Source document
╔══

Parkinson says healthcare doesn't target the cost drivers or promote preventive care. To change that, employers and health plans must remove economic barriers (e.g., lowering or removing copays for evidence-based services), and assure that individuals are getting the proper testing, counseling, and immunization depending on their age, gender, and family history.
But it's not just up to the doctor, health plan, or employer. The individual consumer also needs to take some responsibility. Patients must first think about behavior change when faced with a health problem such as chronic disease rather than turning to medication, says Parkinson.
This will mean an education campaign to teach healthcare consumers about how their health affects costs. He adds that the medical technology and doctor prescribing patterns have created a "medical euphoria in this country," but the healthcare system must instead get back to the basics of prevention and wellness.
"We must educate all Americans about how behavior changes drive 75% to 85% of healthcare costs and determines whether they live long or well, and all the money spent on healthcare is their money," says Parkinson.
One barrier to this movement is the way physicians are paid for care. In fact, there is only one healthcare stakeholder who benefits financially from prevention, says Dee W. Edington, PhD, director of the University of Michigan's Health Management Research Center in Ann Arbor, MI.
"Our system now does not incentivize anyone to get preventive care except for the employer. The employer is the only one who benefits from healthy people," says Edington.

╚══

Source information
╔══

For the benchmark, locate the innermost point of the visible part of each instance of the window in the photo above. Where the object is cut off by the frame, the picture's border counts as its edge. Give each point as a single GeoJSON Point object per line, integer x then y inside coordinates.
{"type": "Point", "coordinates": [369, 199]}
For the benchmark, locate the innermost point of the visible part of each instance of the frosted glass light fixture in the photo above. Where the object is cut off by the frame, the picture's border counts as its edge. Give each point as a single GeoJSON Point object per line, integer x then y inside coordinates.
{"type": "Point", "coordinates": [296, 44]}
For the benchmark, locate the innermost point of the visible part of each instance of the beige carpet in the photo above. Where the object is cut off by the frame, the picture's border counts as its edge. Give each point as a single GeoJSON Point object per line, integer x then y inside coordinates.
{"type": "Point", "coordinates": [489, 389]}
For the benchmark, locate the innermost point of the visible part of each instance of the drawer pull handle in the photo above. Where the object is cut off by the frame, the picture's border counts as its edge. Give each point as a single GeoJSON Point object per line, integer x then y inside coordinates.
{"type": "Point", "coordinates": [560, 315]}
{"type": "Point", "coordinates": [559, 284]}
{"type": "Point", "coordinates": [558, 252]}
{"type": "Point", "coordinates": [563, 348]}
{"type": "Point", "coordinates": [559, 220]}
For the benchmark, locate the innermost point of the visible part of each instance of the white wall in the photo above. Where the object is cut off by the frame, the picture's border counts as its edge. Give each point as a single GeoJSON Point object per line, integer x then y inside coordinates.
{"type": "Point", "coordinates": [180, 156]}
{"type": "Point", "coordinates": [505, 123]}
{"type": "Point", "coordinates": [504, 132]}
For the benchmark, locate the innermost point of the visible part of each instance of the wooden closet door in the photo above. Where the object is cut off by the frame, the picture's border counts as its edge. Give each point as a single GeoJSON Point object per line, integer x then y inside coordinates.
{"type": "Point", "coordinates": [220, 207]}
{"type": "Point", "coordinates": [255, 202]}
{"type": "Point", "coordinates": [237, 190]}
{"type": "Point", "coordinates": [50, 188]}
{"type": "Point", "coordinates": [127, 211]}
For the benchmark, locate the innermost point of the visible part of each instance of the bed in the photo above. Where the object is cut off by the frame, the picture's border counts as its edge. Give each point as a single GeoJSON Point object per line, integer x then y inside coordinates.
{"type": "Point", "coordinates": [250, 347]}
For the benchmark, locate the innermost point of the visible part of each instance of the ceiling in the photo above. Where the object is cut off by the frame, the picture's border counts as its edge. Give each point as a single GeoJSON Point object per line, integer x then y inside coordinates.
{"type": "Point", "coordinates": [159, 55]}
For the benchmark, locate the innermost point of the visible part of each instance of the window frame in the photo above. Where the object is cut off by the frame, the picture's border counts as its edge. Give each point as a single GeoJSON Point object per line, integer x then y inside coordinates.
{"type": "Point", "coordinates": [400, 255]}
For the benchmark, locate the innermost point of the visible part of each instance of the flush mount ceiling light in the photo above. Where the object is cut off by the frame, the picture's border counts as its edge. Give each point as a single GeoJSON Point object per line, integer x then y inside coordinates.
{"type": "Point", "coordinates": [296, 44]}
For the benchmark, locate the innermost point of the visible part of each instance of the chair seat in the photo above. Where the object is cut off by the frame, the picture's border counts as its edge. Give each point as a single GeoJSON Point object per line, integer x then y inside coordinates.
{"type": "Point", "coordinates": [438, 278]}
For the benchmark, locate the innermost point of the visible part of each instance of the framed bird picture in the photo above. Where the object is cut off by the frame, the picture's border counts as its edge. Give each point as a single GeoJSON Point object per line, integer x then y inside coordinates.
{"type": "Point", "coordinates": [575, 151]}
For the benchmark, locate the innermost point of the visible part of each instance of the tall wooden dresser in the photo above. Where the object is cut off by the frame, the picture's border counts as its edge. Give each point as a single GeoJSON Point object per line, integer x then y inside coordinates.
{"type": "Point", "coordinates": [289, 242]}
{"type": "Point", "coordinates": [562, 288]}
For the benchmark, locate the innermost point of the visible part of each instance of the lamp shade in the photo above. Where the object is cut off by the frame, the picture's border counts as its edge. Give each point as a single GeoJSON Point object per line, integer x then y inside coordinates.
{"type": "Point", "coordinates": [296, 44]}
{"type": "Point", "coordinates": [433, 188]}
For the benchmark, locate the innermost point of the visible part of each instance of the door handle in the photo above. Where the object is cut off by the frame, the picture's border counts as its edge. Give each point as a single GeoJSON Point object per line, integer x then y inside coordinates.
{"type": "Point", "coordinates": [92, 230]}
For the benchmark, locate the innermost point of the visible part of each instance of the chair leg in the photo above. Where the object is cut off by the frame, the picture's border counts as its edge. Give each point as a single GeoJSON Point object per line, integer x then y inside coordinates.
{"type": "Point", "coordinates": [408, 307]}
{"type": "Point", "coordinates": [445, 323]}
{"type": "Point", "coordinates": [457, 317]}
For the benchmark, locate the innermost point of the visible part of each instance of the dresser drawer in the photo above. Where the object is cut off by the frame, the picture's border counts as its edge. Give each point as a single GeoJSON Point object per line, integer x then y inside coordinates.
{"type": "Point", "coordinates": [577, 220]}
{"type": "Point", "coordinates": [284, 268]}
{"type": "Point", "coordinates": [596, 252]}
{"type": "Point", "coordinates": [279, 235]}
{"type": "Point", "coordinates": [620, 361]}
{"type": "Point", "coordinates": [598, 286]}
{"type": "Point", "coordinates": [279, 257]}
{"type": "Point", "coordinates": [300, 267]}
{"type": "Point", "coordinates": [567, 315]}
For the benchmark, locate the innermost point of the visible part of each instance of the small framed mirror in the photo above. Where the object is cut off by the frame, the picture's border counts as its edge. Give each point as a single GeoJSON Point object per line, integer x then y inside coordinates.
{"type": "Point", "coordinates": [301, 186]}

╚══

How to complete this task
In the text on preventive care, who does Edington say is the only party that benefits from healthy people?

Solution to this exercise
The employer.